(Point-based annotation data)
****************************************
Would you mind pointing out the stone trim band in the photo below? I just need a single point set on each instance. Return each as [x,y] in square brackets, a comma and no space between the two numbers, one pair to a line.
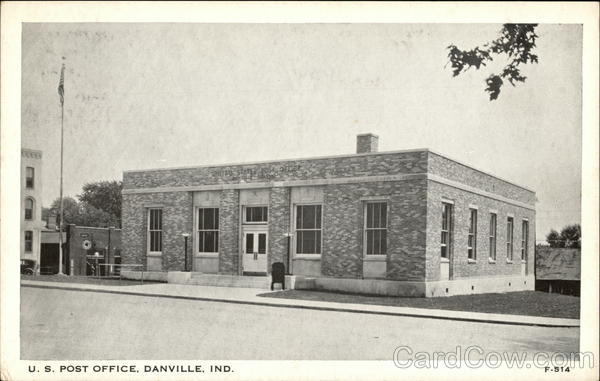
[341,180]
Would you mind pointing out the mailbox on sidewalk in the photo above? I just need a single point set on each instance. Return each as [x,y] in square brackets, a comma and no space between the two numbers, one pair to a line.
[278,274]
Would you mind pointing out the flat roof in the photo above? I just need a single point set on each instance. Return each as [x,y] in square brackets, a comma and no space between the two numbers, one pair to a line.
[329,157]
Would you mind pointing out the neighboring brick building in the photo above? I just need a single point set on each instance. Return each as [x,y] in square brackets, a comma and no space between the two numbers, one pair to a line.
[31,205]
[414,216]
[80,245]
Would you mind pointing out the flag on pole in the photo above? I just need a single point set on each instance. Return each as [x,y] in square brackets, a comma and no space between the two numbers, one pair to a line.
[61,85]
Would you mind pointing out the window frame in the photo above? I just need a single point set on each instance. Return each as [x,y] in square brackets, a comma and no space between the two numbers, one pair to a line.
[448,245]
[28,184]
[198,231]
[149,231]
[524,239]
[366,229]
[510,238]
[472,233]
[245,215]
[32,214]
[295,216]
[28,241]
[493,237]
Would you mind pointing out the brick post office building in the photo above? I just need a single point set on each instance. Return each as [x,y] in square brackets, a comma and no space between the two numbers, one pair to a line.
[409,222]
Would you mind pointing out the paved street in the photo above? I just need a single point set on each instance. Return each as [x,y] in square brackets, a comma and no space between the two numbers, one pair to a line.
[61,324]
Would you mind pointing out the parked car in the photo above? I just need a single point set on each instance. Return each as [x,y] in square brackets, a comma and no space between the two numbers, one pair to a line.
[27,266]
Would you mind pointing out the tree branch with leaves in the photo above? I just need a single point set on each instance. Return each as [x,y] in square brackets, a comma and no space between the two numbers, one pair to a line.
[516,41]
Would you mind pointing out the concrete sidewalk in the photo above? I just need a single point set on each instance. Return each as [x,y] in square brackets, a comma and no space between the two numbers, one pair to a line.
[250,296]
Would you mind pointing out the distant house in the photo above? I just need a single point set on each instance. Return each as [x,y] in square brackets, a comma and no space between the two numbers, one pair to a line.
[558,270]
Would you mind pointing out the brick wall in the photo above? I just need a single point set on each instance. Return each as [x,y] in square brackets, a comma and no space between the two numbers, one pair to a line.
[343,228]
[177,219]
[449,169]
[481,268]
[347,166]
[229,221]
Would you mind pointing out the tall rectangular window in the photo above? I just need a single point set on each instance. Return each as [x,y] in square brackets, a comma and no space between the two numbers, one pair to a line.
[208,230]
[493,233]
[28,208]
[308,229]
[155,230]
[524,240]
[472,239]
[28,241]
[256,214]
[509,238]
[29,177]
[376,228]
[446,242]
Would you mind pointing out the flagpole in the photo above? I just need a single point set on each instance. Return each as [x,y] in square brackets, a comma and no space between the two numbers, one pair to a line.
[62,118]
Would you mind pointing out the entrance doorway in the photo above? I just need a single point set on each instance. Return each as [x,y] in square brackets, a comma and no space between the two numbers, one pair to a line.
[254,250]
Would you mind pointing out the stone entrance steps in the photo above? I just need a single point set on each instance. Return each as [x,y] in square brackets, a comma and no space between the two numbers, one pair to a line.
[218,280]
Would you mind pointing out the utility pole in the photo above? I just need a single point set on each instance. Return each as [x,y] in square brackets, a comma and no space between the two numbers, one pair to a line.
[61,93]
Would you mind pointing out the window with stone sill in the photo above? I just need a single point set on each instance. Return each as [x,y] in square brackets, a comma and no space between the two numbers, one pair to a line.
[375,233]
[509,239]
[155,230]
[492,236]
[446,239]
[208,230]
[472,237]
[308,229]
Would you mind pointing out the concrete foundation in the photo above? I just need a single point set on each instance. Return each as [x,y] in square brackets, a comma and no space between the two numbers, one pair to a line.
[420,289]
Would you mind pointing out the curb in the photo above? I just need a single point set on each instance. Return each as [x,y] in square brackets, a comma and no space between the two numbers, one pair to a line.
[300,306]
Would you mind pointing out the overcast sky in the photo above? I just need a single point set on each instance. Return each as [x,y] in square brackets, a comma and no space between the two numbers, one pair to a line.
[161,95]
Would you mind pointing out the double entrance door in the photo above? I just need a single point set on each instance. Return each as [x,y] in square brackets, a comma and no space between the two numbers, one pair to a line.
[254,249]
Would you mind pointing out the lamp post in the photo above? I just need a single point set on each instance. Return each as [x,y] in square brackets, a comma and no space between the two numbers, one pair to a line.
[185,237]
[289,238]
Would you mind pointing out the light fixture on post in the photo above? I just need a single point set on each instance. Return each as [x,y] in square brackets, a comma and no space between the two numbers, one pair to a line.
[289,236]
[185,237]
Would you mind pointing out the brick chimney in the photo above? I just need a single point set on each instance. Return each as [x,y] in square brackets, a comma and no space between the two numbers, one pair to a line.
[366,143]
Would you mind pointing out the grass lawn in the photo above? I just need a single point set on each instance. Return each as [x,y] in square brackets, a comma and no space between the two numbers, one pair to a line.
[84,280]
[531,303]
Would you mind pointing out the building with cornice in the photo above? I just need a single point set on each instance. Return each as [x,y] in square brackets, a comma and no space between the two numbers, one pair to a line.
[31,205]
[406,223]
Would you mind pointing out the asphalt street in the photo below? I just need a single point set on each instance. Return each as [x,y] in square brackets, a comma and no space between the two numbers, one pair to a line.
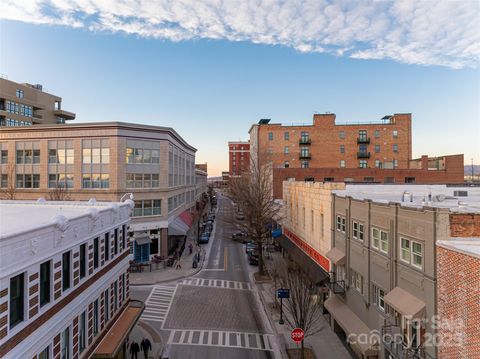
[215,313]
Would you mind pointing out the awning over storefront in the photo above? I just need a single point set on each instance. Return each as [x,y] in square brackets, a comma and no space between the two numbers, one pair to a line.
[352,324]
[146,226]
[113,341]
[186,218]
[177,228]
[308,265]
[405,303]
[336,256]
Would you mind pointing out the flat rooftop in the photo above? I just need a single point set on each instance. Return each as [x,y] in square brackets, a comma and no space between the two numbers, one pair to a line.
[22,216]
[418,196]
[468,246]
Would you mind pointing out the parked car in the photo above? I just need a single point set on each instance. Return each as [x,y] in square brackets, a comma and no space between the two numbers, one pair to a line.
[204,238]
[250,247]
[253,258]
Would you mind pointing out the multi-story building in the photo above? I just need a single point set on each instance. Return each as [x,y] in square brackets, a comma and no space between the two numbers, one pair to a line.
[107,161]
[26,104]
[425,170]
[64,282]
[238,157]
[383,290]
[458,274]
[326,144]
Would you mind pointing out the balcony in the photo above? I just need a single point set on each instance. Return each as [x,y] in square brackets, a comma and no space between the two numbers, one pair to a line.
[363,154]
[336,286]
[363,140]
[394,342]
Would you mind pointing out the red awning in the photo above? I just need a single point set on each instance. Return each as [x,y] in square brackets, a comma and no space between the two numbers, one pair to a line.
[186,218]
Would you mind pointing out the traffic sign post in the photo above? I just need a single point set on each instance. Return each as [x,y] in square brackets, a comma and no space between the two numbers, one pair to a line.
[282,293]
[297,335]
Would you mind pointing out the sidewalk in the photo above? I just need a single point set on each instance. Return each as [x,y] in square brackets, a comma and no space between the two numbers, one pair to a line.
[325,343]
[168,274]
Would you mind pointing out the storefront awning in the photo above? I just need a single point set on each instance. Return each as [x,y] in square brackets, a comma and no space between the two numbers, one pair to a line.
[308,265]
[352,324]
[336,256]
[112,343]
[405,303]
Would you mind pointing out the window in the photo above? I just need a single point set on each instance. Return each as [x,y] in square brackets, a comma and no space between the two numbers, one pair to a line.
[107,306]
[4,156]
[378,299]
[341,224]
[17,299]
[115,243]
[66,271]
[82,332]
[44,284]
[65,344]
[356,281]
[83,260]
[380,240]
[358,230]
[107,246]
[95,317]
[95,253]
[411,252]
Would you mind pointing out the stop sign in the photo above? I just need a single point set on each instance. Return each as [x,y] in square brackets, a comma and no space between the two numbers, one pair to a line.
[297,335]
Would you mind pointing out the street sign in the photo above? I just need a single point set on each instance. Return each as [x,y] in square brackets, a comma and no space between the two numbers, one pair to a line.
[297,335]
[283,293]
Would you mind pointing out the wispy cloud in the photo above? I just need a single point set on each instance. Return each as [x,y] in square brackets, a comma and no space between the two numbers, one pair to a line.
[420,32]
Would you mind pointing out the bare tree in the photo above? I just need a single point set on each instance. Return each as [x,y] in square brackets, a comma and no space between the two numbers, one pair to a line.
[9,191]
[303,310]
[253,193]
[59,193]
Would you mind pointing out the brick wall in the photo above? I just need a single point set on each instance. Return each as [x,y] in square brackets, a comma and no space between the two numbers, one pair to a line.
[458,299]
[464,225]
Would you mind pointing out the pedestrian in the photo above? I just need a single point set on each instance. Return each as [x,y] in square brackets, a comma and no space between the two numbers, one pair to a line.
[134,349]
[146,346]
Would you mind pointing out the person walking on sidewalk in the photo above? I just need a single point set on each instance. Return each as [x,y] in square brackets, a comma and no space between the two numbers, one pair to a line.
[134,349]
[146,346]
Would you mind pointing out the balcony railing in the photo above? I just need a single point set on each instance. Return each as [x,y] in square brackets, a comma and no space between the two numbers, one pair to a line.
[363,154]
[363,140]
[336,286]
[393,340]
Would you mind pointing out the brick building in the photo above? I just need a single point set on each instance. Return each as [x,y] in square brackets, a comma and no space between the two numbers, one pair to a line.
[458,273]
[375,248]
[106,161]
[326,144]
[64,280]
[425,170]
[238,157]
[26,104]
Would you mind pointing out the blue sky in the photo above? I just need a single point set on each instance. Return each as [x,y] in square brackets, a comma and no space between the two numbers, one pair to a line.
[212,85]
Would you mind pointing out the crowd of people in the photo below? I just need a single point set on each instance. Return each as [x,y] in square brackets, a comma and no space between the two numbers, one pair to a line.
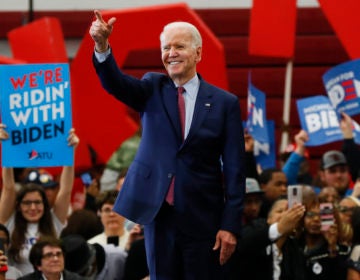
[175,202]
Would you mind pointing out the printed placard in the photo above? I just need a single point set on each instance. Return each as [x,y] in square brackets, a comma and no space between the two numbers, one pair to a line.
[342,84]
[36,109]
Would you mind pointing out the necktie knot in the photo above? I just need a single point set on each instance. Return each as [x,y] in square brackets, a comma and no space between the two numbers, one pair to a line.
[181,90]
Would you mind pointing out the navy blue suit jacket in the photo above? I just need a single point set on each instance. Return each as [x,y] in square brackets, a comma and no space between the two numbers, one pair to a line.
[208,165]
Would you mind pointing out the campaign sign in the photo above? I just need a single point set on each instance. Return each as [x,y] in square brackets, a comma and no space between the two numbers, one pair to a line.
[264,152]
[319,119]
[356,132]
[256,121]
[342,84]
[35,103]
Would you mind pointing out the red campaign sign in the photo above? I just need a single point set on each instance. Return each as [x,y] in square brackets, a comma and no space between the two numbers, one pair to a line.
[272,28]
[344,19]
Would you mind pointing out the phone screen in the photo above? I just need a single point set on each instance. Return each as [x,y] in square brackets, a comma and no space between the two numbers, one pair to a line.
[113,240]
[2,248]
[326,215]
[86,179]
[294,195]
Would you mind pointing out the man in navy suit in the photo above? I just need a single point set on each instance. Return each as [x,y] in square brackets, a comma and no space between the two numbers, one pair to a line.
[187,190]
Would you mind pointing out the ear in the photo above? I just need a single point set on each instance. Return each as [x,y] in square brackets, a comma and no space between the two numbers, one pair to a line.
[322,175]
[198,54]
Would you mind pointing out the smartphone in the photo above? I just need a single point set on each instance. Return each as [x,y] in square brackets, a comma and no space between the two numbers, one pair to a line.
[326,215]
[86,179]
[3,268]
[113,240]
[294,195]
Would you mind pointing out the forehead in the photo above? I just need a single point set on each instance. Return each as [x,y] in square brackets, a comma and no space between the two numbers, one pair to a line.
[107,205]
[278,176]
[49,248]
[280,204]
[347,202]
[176,34]
[32,195]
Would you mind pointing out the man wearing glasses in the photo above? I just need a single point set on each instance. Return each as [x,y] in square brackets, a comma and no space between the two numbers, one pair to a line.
[47,258]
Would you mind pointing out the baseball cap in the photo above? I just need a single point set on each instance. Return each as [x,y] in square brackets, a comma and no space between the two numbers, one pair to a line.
[41,177]
[332,158]
[252,186]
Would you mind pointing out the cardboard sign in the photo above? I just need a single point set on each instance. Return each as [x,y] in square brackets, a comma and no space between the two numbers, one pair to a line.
[36,108]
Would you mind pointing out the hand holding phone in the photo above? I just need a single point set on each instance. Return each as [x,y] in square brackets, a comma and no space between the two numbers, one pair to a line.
[294,195]
[3,268]
[86,179]
[326,215]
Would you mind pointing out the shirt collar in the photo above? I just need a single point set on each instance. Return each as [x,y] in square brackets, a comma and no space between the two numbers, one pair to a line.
[192,87]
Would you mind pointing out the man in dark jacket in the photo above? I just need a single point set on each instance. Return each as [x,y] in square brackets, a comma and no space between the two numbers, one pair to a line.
[47,257]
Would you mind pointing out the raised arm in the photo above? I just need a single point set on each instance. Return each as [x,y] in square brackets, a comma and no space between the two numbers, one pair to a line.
[100,32]
[62,202]
[8,192]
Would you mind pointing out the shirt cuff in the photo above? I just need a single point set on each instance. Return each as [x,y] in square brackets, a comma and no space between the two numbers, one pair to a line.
[101,57]
[274,233]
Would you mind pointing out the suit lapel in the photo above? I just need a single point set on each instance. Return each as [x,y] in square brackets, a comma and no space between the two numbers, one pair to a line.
[169,98]
[202,107]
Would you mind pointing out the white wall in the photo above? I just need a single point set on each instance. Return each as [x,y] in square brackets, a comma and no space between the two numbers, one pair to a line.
[45,5]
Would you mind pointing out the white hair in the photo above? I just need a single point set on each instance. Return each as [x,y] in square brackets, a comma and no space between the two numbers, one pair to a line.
[195,34]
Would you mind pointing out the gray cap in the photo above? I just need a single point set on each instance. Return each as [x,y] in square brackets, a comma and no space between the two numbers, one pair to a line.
[252,186]
[332,158]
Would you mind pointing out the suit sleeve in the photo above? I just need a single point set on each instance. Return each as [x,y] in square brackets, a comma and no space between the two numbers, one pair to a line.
[233,168]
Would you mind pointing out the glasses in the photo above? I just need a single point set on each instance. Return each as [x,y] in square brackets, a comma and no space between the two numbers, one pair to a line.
[107,211]
[345,209]
[312,215]
[51,255]
[28,203]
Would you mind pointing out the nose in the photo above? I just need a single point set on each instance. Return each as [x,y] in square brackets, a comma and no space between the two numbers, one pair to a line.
[172,52]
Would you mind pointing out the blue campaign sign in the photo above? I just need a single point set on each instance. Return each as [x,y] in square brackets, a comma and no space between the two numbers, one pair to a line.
[319,119]
[35,103]
[356,131]
[265,153]
[256,121]
[342,84]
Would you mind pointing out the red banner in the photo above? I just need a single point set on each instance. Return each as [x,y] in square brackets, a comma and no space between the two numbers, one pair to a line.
[272,28]
[344,19]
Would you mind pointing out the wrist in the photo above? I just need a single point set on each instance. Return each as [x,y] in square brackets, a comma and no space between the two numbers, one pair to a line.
[333,250]
[101,48]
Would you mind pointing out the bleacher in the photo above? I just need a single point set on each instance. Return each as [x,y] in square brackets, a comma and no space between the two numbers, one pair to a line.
[317,50]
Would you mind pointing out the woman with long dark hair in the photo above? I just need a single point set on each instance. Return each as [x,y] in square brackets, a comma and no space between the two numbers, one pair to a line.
[27,214]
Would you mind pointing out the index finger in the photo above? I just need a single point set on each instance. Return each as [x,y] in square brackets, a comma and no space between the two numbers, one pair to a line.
[98,15]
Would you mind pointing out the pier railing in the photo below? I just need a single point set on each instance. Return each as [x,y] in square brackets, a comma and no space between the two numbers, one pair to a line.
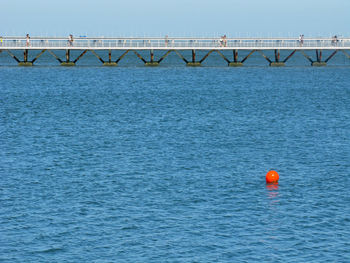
[173,43]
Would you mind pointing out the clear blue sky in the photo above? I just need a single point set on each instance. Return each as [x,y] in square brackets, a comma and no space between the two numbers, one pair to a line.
[175,18]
****************************************
→ PROBLEM STATEMENT: Omit the pictures and retype exactly the lines from the one with "Would you mind pointing out the pier" through the final line, both ends included.

→ IN RESPONSE:
Would you mind pointing out the pier railing in the photo below? I just need a single point set on each instance. Return each as [x,y] in square brackets, a comma and no space between the two numbers, one pair to a line.
[173,43]
Would you mind pointing out the clear blue sky in the photo above? I just need a single point set on each instance. Return each as [x,y] in square brackets, a comma and no space between the two numbers, one pair to a line.
[175,18]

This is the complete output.